**Task goal**
Type out each entry exactly.

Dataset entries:
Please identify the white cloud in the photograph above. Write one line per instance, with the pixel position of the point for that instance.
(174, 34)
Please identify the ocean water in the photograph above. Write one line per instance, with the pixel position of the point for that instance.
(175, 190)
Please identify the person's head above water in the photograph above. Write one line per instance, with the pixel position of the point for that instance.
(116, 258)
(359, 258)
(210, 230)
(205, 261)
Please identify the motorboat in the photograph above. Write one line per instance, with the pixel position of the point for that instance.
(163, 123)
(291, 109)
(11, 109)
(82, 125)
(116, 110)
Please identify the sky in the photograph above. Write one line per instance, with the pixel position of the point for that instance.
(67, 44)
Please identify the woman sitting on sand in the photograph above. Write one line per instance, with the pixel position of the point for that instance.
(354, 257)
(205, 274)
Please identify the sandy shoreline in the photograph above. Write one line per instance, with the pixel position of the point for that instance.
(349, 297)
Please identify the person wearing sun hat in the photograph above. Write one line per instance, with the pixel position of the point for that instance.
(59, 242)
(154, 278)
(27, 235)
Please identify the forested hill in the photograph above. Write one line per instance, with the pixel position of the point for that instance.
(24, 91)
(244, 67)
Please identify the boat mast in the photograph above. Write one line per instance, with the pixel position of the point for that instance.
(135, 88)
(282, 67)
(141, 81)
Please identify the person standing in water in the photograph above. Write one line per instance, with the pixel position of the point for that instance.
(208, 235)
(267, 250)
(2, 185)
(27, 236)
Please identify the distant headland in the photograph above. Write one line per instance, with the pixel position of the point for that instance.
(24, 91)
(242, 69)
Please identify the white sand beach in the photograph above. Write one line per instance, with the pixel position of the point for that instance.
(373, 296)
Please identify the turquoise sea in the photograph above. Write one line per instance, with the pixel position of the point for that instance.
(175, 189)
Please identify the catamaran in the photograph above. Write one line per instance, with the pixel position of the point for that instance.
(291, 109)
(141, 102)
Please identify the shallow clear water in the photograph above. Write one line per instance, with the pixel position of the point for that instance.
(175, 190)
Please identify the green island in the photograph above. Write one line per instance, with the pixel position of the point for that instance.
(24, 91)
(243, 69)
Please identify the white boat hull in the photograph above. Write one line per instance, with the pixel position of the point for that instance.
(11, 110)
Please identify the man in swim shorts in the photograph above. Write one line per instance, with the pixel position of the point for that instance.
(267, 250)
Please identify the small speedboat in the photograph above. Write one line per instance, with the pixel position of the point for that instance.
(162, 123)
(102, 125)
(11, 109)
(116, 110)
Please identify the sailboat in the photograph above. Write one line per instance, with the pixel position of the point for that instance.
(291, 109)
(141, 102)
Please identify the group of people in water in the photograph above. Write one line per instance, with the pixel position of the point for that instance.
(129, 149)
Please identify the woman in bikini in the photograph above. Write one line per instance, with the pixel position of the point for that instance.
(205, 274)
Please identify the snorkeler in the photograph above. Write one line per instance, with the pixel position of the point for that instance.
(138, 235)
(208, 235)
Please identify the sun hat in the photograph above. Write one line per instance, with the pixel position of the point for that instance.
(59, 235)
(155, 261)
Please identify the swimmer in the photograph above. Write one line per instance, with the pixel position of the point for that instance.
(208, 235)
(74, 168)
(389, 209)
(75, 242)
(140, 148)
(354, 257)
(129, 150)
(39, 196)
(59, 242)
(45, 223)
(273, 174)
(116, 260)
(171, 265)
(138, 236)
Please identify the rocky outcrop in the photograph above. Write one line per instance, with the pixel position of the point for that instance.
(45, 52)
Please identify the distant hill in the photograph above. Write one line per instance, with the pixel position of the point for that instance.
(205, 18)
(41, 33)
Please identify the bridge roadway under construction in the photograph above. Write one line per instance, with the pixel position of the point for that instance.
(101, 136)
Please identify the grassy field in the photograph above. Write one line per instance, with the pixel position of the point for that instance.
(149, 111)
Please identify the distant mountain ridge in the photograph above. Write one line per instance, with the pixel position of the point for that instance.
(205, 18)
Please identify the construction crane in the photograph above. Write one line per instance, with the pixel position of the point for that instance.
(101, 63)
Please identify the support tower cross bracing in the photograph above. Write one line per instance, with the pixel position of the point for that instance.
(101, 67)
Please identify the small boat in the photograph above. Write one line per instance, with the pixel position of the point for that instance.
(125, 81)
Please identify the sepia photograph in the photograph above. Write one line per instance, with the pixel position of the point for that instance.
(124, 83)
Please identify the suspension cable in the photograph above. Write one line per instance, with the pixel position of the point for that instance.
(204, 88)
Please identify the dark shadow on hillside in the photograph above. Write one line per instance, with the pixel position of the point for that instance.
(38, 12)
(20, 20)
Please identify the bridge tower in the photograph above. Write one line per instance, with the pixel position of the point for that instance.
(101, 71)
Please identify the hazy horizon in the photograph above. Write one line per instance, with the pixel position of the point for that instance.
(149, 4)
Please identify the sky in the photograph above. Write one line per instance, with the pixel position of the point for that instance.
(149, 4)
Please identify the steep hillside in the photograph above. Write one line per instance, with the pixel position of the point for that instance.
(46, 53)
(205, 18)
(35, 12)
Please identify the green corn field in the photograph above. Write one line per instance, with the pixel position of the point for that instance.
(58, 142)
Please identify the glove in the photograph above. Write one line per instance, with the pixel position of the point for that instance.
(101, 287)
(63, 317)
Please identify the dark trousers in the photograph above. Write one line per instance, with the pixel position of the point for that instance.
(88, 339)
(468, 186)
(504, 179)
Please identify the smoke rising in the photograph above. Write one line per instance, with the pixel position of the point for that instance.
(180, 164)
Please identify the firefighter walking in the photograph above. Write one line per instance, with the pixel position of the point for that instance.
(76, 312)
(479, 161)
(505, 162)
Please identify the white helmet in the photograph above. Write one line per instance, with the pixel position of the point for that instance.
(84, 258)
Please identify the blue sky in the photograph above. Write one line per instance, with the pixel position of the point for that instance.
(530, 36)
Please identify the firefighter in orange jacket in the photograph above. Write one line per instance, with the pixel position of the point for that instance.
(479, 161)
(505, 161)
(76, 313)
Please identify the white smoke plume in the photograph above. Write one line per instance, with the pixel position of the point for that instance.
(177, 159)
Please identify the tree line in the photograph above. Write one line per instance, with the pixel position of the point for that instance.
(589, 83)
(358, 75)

**Written solution**
Please identify the white cloud in the photograph above. Write one line per instance, with the pixel position of the point for that instance.
(174, 34)
Please identify the ocean water in the photograph above. Write one line per instance, with the pixel position of the point for that instance.
(175, 190)
Please identify the person's head above water in the photograph above. Write one line per instance, with the pixel position of the point for that instance.
(116, 258)
(359, 258)
(210, 230)
(205, 261)
Please identify the motorboat in the photograph above. Write one line per instance, with the pixel position of the point for that instance.
(163, 123)
(291, 109)
(11, 109)
(82, 125)
(116, 110)
Please identify the sky in the photograph above. Write one line per instance, with the pixel position of the point for that instance.
(67, 44)
Please identify the woman sitting on sand in the photograph above. Write one line per instance, with the pixel position of the point for that instance.
(354, 257)
(205, 274)
Please identify the sandy shoreline in the photograph above. Write one line per instance, with the pixel position of the point for that instance.
(349, 297)
Please identify the person wearing sun hat in the photograph above. Write one line per instance, with the pixel position of the point for that instance.
(59, 242)
(154, 278)
(27, 235)
Please identify the forested hill in the photograph above. Write one line per instance, with the pixel position of the point for that instance.
(24, 91)
(244, 67)
Please identify the boat mast in the photograph above. Write one line per instance, with the pixel position of the point for that instance.
(135, 88)
(282, 67)
(141, 81)
Please identify the person standing in water in the photograph above. Write one line per instance, with the pixel position of the point for that instance.
(208, 235)
(267, 250)
(2, 185)
(27, 236)
Please identify the distant headland in the photograph above. Write one line per instance, with the pixel position of the point for that instance.
(24, 91)
(242, 69)
Please identify the white sand beach in the photograph above. Write one line per instance, with the pixel position of the point for that instance.
(373, 296)
Please identify the turquoise sea in the photograph above. Write one line per instance, with the pixel position of the point for that instance.
(175, 189)
Please identify the catamaran in the photograph above. Write one line per instance, with the pixel position of the point for that instance.
(291, 109)
(141, 102)
Please identify the shallow clear water in the photograph above. Write one line per instance, with the pixel position of the point for that instance.
(175, 190)
Please identify the green island in the photograph above. Write one line per instance, with the pixel position of the point for that instance.
(24, 91)
(243, 69)
Please identify the white boat hull in the photograph above. Write one line per instance, with the pixel position of the point for that instance.
(11, 110)
Please identify the man in swim shorts in the photograph above. Write one line per instance, with the pixel position of the point for that instance.
(267, 250)
Please identify the small speedboat in the photograph above. Write one line per instance, with the pixel position of the point for that instance.
(162, 123)
(102, 125)
(11, 109)
(116, 110)
Please identify the sailboat in the photograph above. Write one line per instance, with the pixel position of the point for that instance.
(291, 109)
(141, 102)
Please identify the group of people in water in the photograph above. Write one line per instance, with the pixel position of the point for that instance.
(129, 149)
Please identify the woman in bikini in the photograph above. Write one line per instance, with the pixel position of the point for that instance.
(205, 274)
Please identify the snorkeler in the photograph above. Write one line per instance, with the pixel position of the point for that instance.
(138, 235)
(208, 235)
Please identify the sun hat in the photograph above. Write one line per instance, with the pixel position of the point for that instance.
(59, 235)
(155, 261)
Please identify the swimmer in the photograph above. Write one line per instance, with the pixel position of the point for that instance.
(208, 235)
(74, 168)
(389, 209)
(75, 242)
(140, 148)
(354, 257)
(129, 150)
(39, 196)
(59, 242)
(45, 223)
(273, 174)
(116, 260)
(171, 265)
(138, 236)
Please identify the rocky outcrop in the photograph above. Write one line per instance, with the pixel position of the point for that instance.
(45, 52)
Please identify the distant hill in the photograph above. Write one line per instance, with the pixel position of the point for that instance.
(205, 18)
(41, 33)
Please identify the bridge roadway under construction in the photograph above. Write one line per instance, with the pixel position of the point for that instance.
(101, 136)
Please identify the grassy field in the photograph above. Write one line per instance, with the pixel position of the point for that instance.
(149, 111)
Please identify the distant mountain ridge in the photograph above. Write one line per instance, with the pixel position of the point for that instance.
(205, 18)
Please identify the construction crane in the photograph above. Write one line per instance, with the pixel position of the point for that instance.
(101, 63)
Please identify the support tower cross bracing in the photograph above. Write one line per instance, with the pixel position of the point for that instance.
(101, 67)
Please identify the small boat in the photograph above. Write one line per instance, with the pixel position of the point for that instance.
(125, 81)
Please identify the sepia photograph in the photograph above. Write one line per instance, with the pixel position of the point for that instance.
(124, 83)
Please identify the suspension cable in the photograph above. Write one line per instance, with the pixel position of the point for that instance.
(204, 88)
Please identify the dark shadow on hillside in the photograph above. Write one line per instance, with the pixel position of the point for that instance.
(38, 12)
(20, 20)
Please identify the bridge tower in the photograph above. Write one line per instance, with the pixel position of the point for that instance.
(101, 71)
Please identify the hazy horizon in the photograph above. Write one line per instance, with the pixel position of the point for that instance.
(149, 4)
Please identify the sky in the photograph above. Write one line per instance, with the pixel position of the point for that instance.
(149, 4)
Please identify the steep hillside in the photograph above. Write one line per instance, with the pixel position of the point for that instance.
(46, 53)
(205, 18)
(35, 12)
Please identify the green corn field in the photograph above. Write one line per instance, with the pixel position of the point for that instance.
(58, 142)
Please identify the glove in the photograph above. Write one line per instance, with the pixel position of the point for that instance.
(101, 287)
(63, 317)
Please identify the dark trousers in the photograph above. Write one line per instance, with the pixel position of the point for that instance.
(88, 339)
(468, 186)
(504, 179)
Please identify the smoke rising in the photograph above. Write one line per instance, with the pixel position of the point for that instance.
(180, 164)
Please identify the firefighter walking in the photograph above. Write one line per instance, with the pixel position of the point for that instance.
(76, 312)
(479, 161)
(505, 162)
Please identify the white helmet in the photograph above. Write one line per instance, with the pixel position of the point for that instance.
(84, 258)
Please identify the blue sky in the photograph above. Write one line per instance, with the pixel position of the point for that instance.
(530, 36)
Please identify the firefighter in orange jacket in the photograph above. Write one line per instance, with the pixel position of the point for that instance.
(479, 161)
(505, 161)
(76, 313)
Please identify the white smoke plume in the photograph above. Write one line per instance, with the pixel position of the point for that instance.
(177, 159)
Please identify the tree line in the photograph above. Write one line per instance, with the pixel position of the point for that instance.
(589, 83)
(358, 75)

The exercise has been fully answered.